**** Excerpted text ****

Thursday, July 29, 2010
Tips for Family Violence
Violence in relationships are a common scenario and sky rocketing in this tough economy. I teach and train women in the community on violence and how to name abuse and how to get help. Men as well as women are abused, but we know more women go seek help. There are many forms of violence. Let me name a few:
Violence toward Property or Pets
Many of us do not realize that abuse is not ONLY physical. Researchers state that men and women that are in abusive relationships say that they would rather have the physical abuse occur because physical abuse heals. The wounds from verbal, psychological, or emotional can stay with us for years to come. One must seek counsel in some form or another to heal the trauma.
I teach the women that I train on violence, there is hope to end this cycle of abuse. In order for the cycle to continue, there are two main fuels to keep it going.

**** Extracted data ****

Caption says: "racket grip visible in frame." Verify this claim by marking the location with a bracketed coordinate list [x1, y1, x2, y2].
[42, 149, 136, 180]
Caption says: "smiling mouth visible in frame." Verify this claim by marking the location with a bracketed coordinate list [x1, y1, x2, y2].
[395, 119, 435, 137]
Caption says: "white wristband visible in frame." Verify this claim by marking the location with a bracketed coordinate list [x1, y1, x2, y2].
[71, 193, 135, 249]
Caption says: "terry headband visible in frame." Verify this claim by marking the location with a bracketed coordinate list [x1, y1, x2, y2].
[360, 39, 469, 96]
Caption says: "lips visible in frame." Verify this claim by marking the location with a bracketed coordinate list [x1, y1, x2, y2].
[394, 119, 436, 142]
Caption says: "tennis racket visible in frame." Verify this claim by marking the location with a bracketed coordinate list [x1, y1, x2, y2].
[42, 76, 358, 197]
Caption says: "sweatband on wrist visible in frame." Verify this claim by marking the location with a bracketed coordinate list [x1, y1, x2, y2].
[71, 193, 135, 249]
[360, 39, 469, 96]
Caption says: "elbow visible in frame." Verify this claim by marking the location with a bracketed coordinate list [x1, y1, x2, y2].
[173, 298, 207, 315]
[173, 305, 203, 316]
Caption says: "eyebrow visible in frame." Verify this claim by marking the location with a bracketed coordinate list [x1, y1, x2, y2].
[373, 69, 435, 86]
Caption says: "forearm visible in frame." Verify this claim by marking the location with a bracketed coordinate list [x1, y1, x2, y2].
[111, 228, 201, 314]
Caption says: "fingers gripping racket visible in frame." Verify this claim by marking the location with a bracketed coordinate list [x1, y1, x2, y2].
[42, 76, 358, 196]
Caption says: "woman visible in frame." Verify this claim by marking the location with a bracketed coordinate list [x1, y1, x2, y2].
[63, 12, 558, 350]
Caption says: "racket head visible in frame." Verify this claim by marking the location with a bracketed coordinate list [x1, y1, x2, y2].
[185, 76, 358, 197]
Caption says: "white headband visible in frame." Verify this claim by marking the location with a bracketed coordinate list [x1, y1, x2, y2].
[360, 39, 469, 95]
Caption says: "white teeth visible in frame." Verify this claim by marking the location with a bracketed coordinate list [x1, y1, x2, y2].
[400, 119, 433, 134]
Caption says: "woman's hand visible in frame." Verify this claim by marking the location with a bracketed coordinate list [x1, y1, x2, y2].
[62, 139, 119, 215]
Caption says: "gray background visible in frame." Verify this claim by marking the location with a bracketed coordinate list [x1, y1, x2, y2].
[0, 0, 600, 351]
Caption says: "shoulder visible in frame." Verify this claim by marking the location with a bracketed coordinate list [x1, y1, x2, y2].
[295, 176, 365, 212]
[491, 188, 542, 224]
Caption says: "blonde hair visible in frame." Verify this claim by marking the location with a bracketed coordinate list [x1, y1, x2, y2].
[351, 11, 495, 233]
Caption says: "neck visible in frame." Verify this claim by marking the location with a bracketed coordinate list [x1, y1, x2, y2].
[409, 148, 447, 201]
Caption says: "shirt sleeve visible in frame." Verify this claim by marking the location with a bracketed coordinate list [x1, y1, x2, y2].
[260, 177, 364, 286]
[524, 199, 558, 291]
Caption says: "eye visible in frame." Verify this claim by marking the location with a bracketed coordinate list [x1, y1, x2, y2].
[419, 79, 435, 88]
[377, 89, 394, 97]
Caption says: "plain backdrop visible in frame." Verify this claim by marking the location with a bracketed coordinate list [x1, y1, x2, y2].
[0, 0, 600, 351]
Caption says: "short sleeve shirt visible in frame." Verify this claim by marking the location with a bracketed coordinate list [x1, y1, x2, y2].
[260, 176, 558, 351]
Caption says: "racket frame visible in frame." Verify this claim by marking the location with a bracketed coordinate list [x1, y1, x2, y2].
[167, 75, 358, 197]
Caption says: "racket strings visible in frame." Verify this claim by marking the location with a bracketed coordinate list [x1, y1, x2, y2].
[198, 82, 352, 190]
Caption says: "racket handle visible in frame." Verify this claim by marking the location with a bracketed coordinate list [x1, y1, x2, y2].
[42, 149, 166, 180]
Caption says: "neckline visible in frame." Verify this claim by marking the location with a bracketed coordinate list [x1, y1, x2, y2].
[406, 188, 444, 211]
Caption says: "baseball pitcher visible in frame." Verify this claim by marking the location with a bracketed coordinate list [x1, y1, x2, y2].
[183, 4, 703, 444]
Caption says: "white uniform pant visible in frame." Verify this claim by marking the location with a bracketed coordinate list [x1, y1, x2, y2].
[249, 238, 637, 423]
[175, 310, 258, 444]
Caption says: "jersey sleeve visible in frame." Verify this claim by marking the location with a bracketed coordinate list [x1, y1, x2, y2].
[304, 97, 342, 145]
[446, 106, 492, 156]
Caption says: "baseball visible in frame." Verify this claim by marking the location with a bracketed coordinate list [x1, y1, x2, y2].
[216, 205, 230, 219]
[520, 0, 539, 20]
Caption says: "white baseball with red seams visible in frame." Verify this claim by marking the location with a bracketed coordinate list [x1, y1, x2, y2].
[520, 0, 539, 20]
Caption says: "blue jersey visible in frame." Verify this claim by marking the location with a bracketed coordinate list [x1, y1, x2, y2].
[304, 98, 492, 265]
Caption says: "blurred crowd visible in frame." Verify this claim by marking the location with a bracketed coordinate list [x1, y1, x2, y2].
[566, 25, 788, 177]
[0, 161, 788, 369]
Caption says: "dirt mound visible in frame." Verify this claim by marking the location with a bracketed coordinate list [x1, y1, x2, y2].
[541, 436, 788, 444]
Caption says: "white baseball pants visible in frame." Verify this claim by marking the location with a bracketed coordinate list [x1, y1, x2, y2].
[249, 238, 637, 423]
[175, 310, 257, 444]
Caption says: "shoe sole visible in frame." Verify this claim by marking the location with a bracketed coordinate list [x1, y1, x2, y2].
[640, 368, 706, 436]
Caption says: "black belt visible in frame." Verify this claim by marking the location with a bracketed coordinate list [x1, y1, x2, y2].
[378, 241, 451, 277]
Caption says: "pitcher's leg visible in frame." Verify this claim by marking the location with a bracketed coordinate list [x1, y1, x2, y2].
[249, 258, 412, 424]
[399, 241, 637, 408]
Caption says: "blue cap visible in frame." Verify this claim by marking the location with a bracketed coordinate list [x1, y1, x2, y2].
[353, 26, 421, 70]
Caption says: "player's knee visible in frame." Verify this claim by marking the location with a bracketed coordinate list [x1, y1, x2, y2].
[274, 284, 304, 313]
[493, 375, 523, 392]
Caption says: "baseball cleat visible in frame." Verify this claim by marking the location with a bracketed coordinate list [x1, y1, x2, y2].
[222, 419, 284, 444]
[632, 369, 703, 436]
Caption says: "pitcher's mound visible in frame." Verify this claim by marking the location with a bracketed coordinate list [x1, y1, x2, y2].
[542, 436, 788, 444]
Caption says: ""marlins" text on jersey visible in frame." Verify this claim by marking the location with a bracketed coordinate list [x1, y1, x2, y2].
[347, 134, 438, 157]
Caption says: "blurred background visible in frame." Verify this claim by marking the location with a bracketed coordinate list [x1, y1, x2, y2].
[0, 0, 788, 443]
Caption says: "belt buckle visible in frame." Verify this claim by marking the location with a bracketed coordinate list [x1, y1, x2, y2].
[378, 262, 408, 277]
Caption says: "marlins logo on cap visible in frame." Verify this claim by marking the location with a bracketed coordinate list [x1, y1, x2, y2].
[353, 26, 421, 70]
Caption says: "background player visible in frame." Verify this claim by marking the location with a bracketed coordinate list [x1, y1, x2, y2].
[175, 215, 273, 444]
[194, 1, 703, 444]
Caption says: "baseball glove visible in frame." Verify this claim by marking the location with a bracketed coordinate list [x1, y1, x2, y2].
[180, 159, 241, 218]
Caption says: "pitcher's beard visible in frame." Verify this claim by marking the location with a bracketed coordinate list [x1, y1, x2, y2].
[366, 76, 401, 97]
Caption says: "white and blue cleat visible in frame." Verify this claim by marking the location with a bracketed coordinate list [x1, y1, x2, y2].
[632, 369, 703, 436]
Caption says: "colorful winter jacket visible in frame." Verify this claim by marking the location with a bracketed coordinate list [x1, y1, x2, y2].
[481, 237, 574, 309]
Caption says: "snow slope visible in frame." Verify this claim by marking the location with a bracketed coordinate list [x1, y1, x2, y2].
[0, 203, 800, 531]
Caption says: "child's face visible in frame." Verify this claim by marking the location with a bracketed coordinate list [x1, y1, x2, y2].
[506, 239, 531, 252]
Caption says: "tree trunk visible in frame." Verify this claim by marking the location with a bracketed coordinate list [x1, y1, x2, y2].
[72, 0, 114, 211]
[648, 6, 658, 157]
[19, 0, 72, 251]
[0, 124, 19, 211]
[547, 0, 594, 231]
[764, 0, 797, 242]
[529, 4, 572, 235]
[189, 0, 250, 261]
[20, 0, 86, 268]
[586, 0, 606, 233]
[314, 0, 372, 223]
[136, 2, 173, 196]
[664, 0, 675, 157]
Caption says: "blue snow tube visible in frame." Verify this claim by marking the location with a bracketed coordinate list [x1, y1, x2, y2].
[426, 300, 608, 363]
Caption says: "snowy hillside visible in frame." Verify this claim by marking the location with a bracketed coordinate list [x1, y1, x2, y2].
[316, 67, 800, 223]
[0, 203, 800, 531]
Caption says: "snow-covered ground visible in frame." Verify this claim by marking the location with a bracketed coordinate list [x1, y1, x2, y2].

****

Task details: Carry the post on family violence forward from its last sentence. The records are separate material and have no connection to the post on family violence.

Response to this task:
Please see the violence wheel above. You will see that in the middle, what keeps the cycle going, is power and control. At the outside of the wheel is the different forms of abuse. Inside, are the dynamics and how they play out in the relationship. For example: One of the triangles talks about isolation. Many women in abusive relationships are kept away from their loved ones. Many times women as well as men, will keep this a secret because of the shame and guilt they feel.
There are some red flags that can help you identify if you are in a abusive relationship.
•Is your partner telling you what you can and cannot wear?
•Is your partner jealous or asking where you are often?
•Are you financially equal in your relationship- Example: Do you have to ask for money, even if your the bread winner? Is your partner controlling the money?
•Are you able to voice your opinion on issues- A healthy relationship is based on equality.
•Are you getting texted, emailed, called, via phone where you feel uncomfortable?
•Are you able to work and/ or follow your bliss, or does your partner feel insecure and escalate when your doing what you enjoy?
•Is your partner telling you who you can be with and even telling you what to say to your family and friends?
•Are you able to be with people you love without scorn from your partner?
It takes only six months to see the cycle of violence occur in your relationship.
Do not ignore the signs or red flags of abuse, it could cost you your life. We give women safety plans that help keep them safe.
The Boston Bar Journal states that battered women are often severely injured.-( 22-35% of women) who visit medical emergency rooms are there for injuries related to ongoing partner abuse.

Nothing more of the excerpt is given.